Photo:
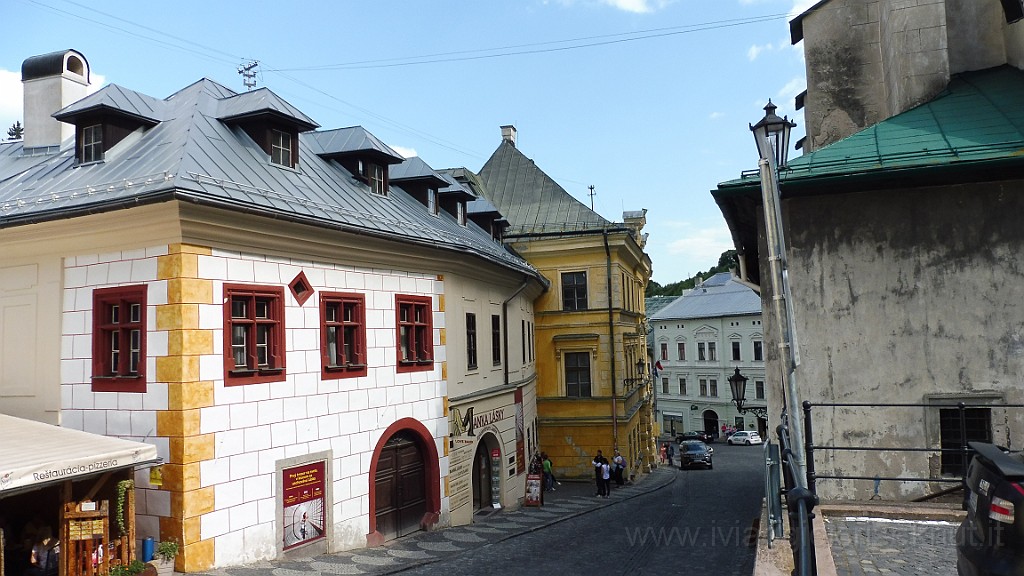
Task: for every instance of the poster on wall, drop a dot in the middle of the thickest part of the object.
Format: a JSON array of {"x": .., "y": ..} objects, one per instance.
[
  {"x": 303, "y": 500},
  {"x": 534, "y": 494}
]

## Written request
Reproduce the records above verbatim, line for line, omitting the pictures from your reply.

## Answer below
Photo:
Task: for every instance of the poster on wall, drop a dot in the middle of the thickest part of the object.
Format: a JSON array of {"x": .., "y": ..} objects, one per instance.
[
  {"x": 303, "y": 500},
  {"x": 534, "y": 494}
]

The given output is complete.